Please set out all of the rows below as a numbered list, skipping any blank lines. Leave the pictures out of your answer.

* **A run of rows**
=-=-=-=-=
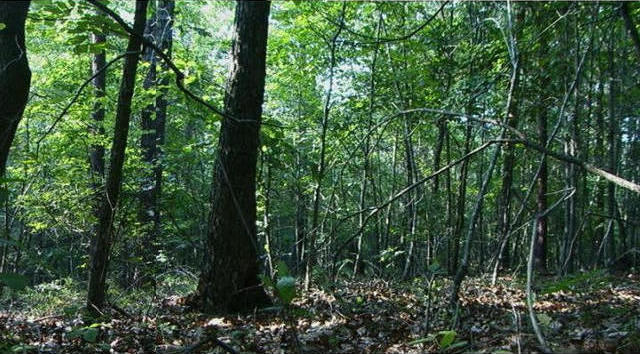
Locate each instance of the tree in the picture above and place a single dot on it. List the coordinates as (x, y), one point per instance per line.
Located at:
(102, 241)
(229, 278)
(15, 76)
(159, 30)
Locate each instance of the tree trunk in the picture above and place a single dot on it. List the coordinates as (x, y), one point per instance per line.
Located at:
(229, 278)
(15, 76)
(96, 153)
(320, 171)
(102, 241)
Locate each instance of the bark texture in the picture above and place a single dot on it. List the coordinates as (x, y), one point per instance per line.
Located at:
(229, 279)
(102, 241)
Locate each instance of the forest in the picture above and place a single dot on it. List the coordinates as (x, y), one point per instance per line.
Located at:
(207, 176)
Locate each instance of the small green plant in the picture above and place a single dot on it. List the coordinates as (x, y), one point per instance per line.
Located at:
(446, 342)
(284, 288)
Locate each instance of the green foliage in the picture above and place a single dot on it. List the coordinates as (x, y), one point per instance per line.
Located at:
(87, 333)
(14, 281)
(66, 295)
(592, 280)
(286, 289)
(445, 343)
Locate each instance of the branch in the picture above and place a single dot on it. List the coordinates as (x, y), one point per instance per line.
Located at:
(179, 75)
(75, 98)
(391, 39)
(631, 27)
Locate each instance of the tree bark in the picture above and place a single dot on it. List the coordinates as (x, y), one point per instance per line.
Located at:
(229, 278)
(631, 27)
(15, 76)
(102, 241)
(540, 246)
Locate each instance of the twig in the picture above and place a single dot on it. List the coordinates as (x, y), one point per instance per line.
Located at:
(198, 345)
(532, 315)
(76, 96)
(179, 74)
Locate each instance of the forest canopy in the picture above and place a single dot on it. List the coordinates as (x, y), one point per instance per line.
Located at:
(437, 173)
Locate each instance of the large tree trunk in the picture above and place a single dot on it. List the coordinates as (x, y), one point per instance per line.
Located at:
(159, 29)
(15, 76)
(96, 152)
(540, 246)
(229, 279)
(101, 242)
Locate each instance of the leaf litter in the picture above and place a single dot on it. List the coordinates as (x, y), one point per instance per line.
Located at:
(358, 317)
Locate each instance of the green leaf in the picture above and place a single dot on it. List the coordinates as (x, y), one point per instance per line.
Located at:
(266, 282)
(286, 287)
(544, 319)
(14, 281)
(429, 338)
(90, 334)
(282, 270)
(447, 338)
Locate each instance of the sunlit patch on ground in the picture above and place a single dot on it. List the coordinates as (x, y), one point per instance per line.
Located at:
(368, 317)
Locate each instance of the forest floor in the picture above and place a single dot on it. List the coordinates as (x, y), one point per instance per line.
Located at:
(592, 312)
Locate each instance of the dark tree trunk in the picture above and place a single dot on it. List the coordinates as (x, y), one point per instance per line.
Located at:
=-=-=-=-=
* **FULL ANSWER**
1. Locate each instance of the tree in the picture above and place a single dot on it. List the coordinates as (x, y), one point per instance per line.
2. Located at:
3. (102, 241)
4. (229, 278)
5. (15, 76)
6. (159, 30)
7. Locate each instance of the tree trunk in the picture above and place a single dot on it. List the coordinates as (x, y), one point per instance per line.
8. Located at:
9. (229, 278)
10. (15, 76)
11. (96, 153)
12. (320, 171)
13. (102, 241)
14. Locate each instance of the bark texture in the picture above and place a single dot on it. List the coordinates as (x, y), one point per instance per line.
15. Located at:
16. (229, 279)
17. (102, 241)
18. Locate each instance of the forest in the picture above and place a single dot on it. List the coordinates as (x, y), one point per instance per line.
19. Located at:
20. (207, 176)
21. Locate each instance of the small green plant in the picture above and place a single dot on it. List the coordinates as (x, y), one point per instance per line.
22. Located at:
23. (446, 342)
24. (284, 288)
25. Locate each instance of the green foliage in the picture above and place a single dot on it. List the coordinates as (x, y), one point per instance per line.
26. Located at:
27. (87, 333)
28. (14, 281)
29. (66, 295)
30. (592, 280)
31. (286, 289)
32. (445, 343)
33. Locate each instance of the branch in the picture above and place a single dot on it. List the coordinates as (x, y), one point per instance per line.
34. Located at:
35. (179, 75)
36. (75, 98)
37. (391, 39)
38. (631, 27)
39. Locate each instance of the tree bark in the picture above and place a single dot on it. List the coordinates as (x, y), one point per instance per line.
40. Located at:
41. (229, 278)
42. (631, 27)
43. (15, 76)
44. (102, 241)
45. (540, 246)
46. Locate each instance of the twig in the picture above and place a single dot on it. List the coordinates as (x, y), one point per instance per line.
47. Located at:
48. (198, 345)
49. (532, 315)
50. (76, 96)
51. (179, 74)
52. Locate each instance of the forest canopy in the picture above and place a single dot on it. List the coordinates as (x, y), one point per instance per line.
53. Located at:
54. (437, 173)
55. Locate each instance of the large tree trunk in the picture above and place a single dot on it. List the coordinates as (x, y), one point per instance per line.
56. Located at:
57. (159, 29)
58. (15, 76)
59. (96, 152)
60. (540, 246)
61. (229, 279)
62. (101, 242)
63. Locate each instance of the leaf litter in the picture above and place a single dot on it. List the coordinates as (x, y), one point per instance per line.
64. Located at:
65. (358, 317)
66. Locate each instance of the green leaf in the picture above and place a single dot on it. List the coordinates as (x, y), one point per instance per line.
67. Located at:
68. (266, 282)
69. (286, 287)
70. (544, 319)
71. (14, 281)
72. (429, 338)
73. (90, 334)
74. (282, 270)
75. (447, 338)
76. Locate each instance of the sunlit patch on ground in the picture above and place a single dot on it. List the coordinates as (x, y), one point per instance per line.
77. Located at:
78. (368, 317)
79. Locate each instance of the forest floor in the picture above and place a single dot on it. List the coordinates as (x, y), one point per instance per line.
80. Located at:
81. (592, 312)
82. Locate each instance of the dark tree trunk in the picture above and place a single dot on it. List the coordinates as (x, y), one point per instance per line.
83. Located at:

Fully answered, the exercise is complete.